### EXTRACT PROVIDED
= = =

L.A. Cunningham’s breathtaking deconstruction of poetic form in “This is Not a Poem” is bold in its brevity and unflinching in its excoriation of contemporary poetry.
Disclaimer: This book review of This is Not a Poem is satirical (as is the book under consideration). The content of this review may not accurately represent the full scope of the reviewers feelings (or literary ability). This review is provided in good fun with no disrespect meant to any of the amazing authors and creators mentioned herein. Yes, some of these links are affiliate links and I might earn money if you use them.
Reviewed:
This is Not a Poem
by L.A. Cunningham (2023)
published by L.A. Cunningham
via Kindle, 3 pp, $0.99 (ebook)
What is a poem? An unanswerable question to be sure, yet such is the central query of L.A. Cunningham’s bold new work, a query that infuses every terse line of the Canadian author’s six-part interrogation into the nature of poetry.
With its March 2023 publication, “This is Not a Poem” joins the international countercurrent of works that deny the nature of poetry even while borrowing its forms. Works like that of Nigerian Richard Inya . Yet, Inya calls himself a poet, and rightly so. Only a poet would dare address such topics as Terror, Living, Leaving and Disquiet in a mere 74 pages.

= = =

[Coordinate annotation entries]
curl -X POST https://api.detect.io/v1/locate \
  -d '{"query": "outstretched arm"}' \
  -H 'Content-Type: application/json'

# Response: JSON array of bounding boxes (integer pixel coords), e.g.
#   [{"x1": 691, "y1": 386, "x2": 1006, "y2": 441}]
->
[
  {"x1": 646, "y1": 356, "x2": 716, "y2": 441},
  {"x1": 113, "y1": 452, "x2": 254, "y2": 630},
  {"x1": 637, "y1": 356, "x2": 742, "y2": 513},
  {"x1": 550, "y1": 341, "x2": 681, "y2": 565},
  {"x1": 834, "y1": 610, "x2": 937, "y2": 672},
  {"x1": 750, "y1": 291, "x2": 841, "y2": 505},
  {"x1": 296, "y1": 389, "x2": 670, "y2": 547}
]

= = =

### EXERCISE REQUIREMENTS
Answer these questions about the book review above:
(a) What price does the review list for the ebook?
(b) In what month and year was the book published?
(c) How many pages does the review say Richard Inya uses to address Terror, Living, Leaving and Disquiet?

### SOLUTION
(a) $0.99
(b) March 2023
(c) 74 pages